### Items from a dataset
►
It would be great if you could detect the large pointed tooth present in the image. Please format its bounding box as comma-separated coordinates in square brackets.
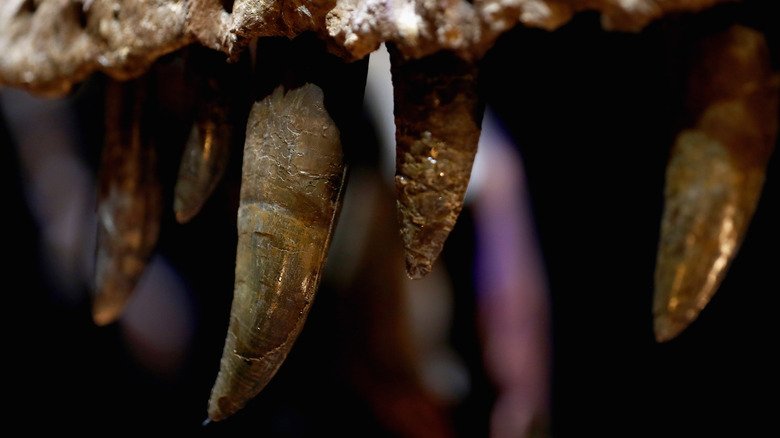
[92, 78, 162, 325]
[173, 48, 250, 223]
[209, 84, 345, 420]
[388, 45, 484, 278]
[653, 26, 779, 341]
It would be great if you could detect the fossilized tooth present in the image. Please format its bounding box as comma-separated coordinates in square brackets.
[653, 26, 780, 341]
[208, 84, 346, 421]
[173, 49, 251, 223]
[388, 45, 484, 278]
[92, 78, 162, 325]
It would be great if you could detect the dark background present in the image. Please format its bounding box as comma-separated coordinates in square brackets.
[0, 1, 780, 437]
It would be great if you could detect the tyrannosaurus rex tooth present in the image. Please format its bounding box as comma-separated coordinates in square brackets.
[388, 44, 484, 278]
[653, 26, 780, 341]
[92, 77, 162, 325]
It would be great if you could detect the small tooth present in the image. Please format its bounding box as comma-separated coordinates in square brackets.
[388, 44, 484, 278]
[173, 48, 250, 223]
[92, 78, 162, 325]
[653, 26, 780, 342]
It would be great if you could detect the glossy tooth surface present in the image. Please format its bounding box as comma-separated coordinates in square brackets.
◄
►
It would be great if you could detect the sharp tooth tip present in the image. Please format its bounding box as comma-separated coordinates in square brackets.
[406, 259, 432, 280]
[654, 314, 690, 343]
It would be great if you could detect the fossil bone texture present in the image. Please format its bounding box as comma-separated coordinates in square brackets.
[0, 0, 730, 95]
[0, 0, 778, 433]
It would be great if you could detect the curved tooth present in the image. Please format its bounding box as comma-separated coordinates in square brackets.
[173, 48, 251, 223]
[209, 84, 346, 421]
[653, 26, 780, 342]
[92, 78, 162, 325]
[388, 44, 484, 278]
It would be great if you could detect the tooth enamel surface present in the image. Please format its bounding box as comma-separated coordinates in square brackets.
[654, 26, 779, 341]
◄
### Your goal
Quote the rows above, starting at the line containing "It would be great if you could detect the curved" and ending after the line containing "[654, 26, 779, 341]". Copy each line without any changes.

### Response to the exercise
It would be great if you could detect the curved tooth present in the image. Please format its bounding box as comma-separated coordinates in square brackets.
[173, 48, 251, 223]
[209, 84, 346, 421]
[653, 26, 780, 342]
[92, 78, 162, 325]
[388, 44, 484, 278]
It would be great if you could detect the tooth enamel surface present in the image. Please format its bounding box as comma-separated coordinates in square brackets.
[654, 26, 779, 341]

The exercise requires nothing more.